[Location identification entries]
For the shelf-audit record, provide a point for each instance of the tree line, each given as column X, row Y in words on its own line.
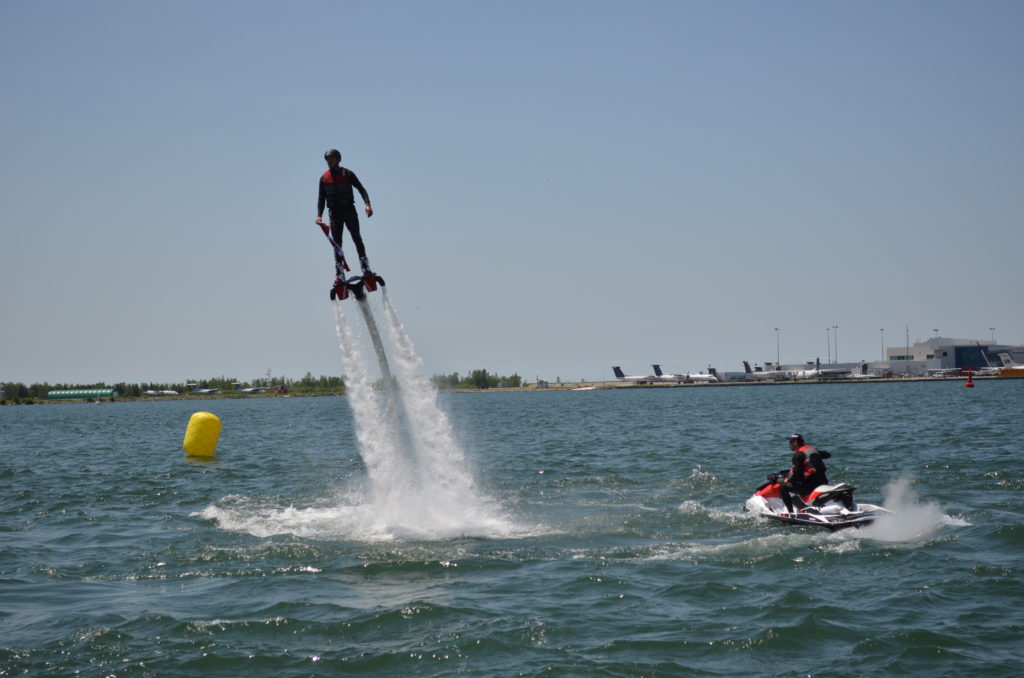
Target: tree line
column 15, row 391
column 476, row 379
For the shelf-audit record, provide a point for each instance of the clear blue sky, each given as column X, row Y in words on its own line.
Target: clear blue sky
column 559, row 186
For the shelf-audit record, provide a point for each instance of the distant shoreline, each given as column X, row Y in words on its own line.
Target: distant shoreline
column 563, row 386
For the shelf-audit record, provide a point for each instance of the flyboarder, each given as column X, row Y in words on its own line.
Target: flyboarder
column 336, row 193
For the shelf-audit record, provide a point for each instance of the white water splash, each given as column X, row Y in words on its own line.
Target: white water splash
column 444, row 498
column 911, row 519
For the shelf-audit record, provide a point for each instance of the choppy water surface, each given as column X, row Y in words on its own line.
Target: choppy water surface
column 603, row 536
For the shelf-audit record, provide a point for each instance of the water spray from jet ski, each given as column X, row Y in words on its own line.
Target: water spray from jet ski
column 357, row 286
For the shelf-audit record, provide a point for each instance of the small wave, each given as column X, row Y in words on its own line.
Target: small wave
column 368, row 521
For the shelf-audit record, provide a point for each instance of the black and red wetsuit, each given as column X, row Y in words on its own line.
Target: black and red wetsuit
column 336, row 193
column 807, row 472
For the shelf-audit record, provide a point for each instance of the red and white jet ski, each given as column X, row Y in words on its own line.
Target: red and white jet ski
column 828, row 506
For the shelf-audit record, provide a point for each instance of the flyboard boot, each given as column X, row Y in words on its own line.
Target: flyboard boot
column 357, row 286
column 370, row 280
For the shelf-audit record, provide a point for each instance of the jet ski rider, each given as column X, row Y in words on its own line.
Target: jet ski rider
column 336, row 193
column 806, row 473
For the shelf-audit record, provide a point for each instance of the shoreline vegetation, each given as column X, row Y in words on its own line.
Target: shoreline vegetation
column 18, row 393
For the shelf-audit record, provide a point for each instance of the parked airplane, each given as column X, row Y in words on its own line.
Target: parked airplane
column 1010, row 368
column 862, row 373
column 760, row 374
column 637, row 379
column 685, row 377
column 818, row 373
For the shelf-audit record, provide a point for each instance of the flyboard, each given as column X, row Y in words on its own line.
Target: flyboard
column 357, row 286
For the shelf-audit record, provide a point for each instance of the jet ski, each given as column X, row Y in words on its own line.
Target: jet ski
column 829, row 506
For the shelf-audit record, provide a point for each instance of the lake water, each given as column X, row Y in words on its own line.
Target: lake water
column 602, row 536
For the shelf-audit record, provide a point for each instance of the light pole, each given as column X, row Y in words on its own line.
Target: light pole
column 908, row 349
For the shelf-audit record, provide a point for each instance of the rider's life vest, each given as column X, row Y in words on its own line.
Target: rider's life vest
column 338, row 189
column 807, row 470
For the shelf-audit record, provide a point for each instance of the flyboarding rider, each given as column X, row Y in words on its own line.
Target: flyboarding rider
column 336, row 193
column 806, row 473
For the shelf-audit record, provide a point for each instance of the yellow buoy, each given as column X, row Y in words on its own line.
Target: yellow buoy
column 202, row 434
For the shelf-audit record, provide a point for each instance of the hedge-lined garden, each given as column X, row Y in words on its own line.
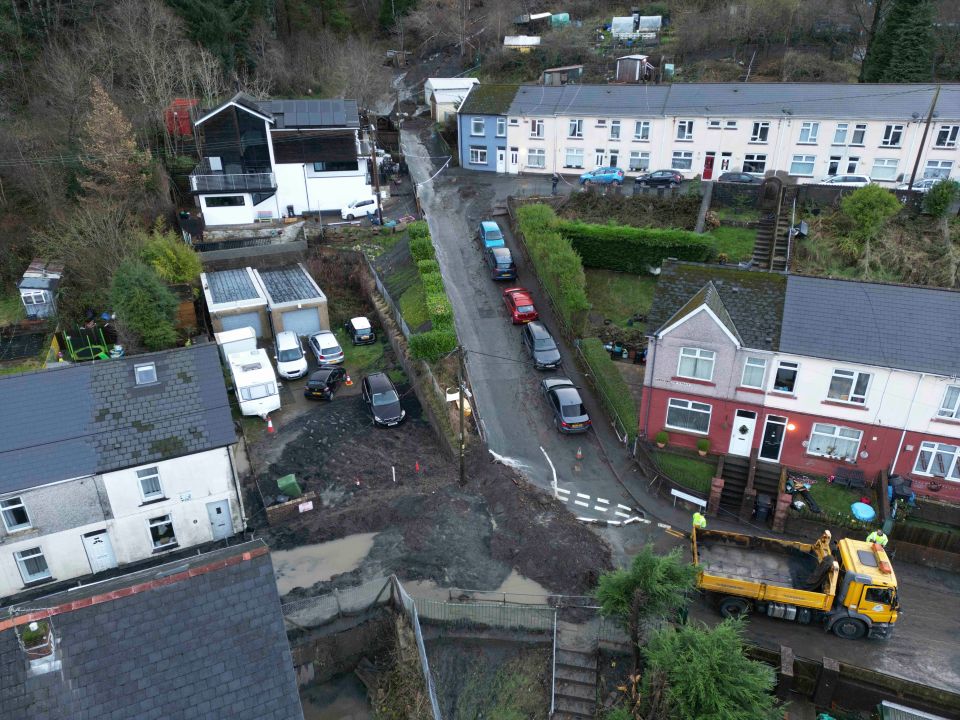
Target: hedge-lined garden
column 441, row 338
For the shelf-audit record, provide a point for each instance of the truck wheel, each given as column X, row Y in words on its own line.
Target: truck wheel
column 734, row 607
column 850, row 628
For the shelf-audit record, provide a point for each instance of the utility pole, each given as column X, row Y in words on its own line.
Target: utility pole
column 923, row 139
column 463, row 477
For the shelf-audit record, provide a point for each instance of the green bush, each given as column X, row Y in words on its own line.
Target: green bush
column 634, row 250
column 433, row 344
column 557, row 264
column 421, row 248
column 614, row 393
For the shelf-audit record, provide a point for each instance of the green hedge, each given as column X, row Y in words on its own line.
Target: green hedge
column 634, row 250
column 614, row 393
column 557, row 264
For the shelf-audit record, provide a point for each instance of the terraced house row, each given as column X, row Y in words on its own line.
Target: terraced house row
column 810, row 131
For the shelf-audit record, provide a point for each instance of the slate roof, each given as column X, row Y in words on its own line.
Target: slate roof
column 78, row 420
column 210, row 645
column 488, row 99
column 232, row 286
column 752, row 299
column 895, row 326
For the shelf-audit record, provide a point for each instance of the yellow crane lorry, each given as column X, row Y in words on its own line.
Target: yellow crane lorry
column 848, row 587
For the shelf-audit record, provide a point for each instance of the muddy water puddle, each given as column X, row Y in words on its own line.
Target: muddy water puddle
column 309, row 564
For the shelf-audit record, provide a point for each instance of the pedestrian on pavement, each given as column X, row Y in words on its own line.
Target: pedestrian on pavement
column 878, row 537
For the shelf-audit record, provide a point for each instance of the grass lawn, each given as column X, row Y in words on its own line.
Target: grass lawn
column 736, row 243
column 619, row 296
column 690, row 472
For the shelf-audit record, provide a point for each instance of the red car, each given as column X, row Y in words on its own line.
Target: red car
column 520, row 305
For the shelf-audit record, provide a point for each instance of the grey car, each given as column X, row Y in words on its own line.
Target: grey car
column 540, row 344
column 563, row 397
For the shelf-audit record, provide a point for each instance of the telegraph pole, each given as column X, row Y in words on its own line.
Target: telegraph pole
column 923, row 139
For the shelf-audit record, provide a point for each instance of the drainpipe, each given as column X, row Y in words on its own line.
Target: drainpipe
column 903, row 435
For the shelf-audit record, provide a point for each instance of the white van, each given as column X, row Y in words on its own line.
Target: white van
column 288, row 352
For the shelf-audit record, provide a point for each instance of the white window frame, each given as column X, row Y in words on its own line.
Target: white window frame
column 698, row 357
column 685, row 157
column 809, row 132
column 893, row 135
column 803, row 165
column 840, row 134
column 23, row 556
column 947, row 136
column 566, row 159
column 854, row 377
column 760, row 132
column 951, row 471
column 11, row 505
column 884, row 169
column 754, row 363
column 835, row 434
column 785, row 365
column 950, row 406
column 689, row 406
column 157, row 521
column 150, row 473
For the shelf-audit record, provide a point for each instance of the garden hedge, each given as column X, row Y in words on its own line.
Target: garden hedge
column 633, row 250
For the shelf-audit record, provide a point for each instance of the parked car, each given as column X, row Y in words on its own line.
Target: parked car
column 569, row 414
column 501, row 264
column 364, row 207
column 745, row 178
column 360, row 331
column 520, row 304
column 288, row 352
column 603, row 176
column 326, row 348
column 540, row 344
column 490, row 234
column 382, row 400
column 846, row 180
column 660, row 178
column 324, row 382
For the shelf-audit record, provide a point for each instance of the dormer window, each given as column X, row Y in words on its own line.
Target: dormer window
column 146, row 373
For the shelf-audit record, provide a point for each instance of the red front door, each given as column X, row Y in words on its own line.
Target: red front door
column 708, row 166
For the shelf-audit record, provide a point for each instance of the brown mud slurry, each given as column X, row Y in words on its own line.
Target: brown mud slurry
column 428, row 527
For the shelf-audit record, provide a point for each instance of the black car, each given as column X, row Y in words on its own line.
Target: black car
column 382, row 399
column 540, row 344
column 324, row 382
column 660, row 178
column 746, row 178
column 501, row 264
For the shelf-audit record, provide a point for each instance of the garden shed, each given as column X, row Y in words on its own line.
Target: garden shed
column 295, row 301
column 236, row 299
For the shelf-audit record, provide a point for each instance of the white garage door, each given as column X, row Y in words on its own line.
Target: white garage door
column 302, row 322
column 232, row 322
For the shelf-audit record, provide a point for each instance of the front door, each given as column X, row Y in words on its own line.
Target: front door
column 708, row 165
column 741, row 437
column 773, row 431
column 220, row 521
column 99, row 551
--
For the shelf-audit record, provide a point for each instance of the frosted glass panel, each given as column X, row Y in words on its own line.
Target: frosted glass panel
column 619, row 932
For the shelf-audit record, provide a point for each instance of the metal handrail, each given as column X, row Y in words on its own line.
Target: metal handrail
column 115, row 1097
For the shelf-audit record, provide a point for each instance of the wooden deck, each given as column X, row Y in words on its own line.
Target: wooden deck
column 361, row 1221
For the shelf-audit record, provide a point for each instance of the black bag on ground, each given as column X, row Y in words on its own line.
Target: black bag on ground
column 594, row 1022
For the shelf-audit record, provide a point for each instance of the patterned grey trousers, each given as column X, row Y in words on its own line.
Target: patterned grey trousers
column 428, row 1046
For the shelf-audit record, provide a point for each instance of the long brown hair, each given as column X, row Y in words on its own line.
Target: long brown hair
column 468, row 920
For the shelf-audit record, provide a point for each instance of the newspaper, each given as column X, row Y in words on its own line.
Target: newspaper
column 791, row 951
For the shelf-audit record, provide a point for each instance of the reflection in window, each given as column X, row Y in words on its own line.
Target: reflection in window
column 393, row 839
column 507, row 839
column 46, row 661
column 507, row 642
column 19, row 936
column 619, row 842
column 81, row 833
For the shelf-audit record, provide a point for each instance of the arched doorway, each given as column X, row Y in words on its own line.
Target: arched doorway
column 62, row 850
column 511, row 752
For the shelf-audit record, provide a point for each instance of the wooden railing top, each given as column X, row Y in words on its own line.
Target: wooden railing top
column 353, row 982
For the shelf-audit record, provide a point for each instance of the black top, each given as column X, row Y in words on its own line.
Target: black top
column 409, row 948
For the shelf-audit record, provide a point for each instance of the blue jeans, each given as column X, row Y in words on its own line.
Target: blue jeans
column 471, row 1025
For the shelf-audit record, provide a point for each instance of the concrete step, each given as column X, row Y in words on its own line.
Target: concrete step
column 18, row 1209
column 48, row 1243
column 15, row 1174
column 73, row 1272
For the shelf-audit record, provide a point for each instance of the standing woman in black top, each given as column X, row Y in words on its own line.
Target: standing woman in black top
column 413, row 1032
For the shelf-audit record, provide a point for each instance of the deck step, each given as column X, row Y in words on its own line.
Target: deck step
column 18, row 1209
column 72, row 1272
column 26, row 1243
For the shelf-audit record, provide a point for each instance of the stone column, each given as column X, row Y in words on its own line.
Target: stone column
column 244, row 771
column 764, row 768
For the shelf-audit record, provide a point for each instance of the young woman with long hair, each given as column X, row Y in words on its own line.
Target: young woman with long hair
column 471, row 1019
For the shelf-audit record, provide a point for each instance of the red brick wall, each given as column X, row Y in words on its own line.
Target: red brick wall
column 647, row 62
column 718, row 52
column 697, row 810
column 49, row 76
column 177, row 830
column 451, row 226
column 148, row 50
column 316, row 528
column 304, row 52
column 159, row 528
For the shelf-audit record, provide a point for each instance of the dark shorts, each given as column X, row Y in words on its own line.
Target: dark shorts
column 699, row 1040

*What the exercise asks:*
Return, word for word, the lines of the first listing between the one containing "of the tree" and the one containing "column 603, row 536", both included. Leave the pictures out of your answer.

*The result:*
For the shelf-audit record, provide a point for each instance of the tree line, each given as column X, row Y in words on its own line.
Target: tree line
column 15, row 391
column 476, row 379
For the shelf-audit record, provide a point for each instance of the clear blue sky, each given as column X, row Y in words on its own line.
Target: clear blue sky
column 559, row 186
For the shelf-audit record, provide a point for each instance of the distant shoreline, each given as column X, row Y in words on its own line.
Target: distant shoreline
column 563, row 386
For the shelf-audit record, provide a point for each instance of the flyboarder, each given as column X, row Y in words on its own line.
Target: flyboarder
column 336, row 193
For the shelf-audit record, provide a point for each instance of the white water splash, each given as column X, row Y in words on its own line.
Target: white water splash
column 444, row 498
column 911, row 519
For the shelf-audit record, provide a point for each instance of the choppy water surface, each given as column X, row Y in words on its own line.
Target: choppy water surface
column 603, row 536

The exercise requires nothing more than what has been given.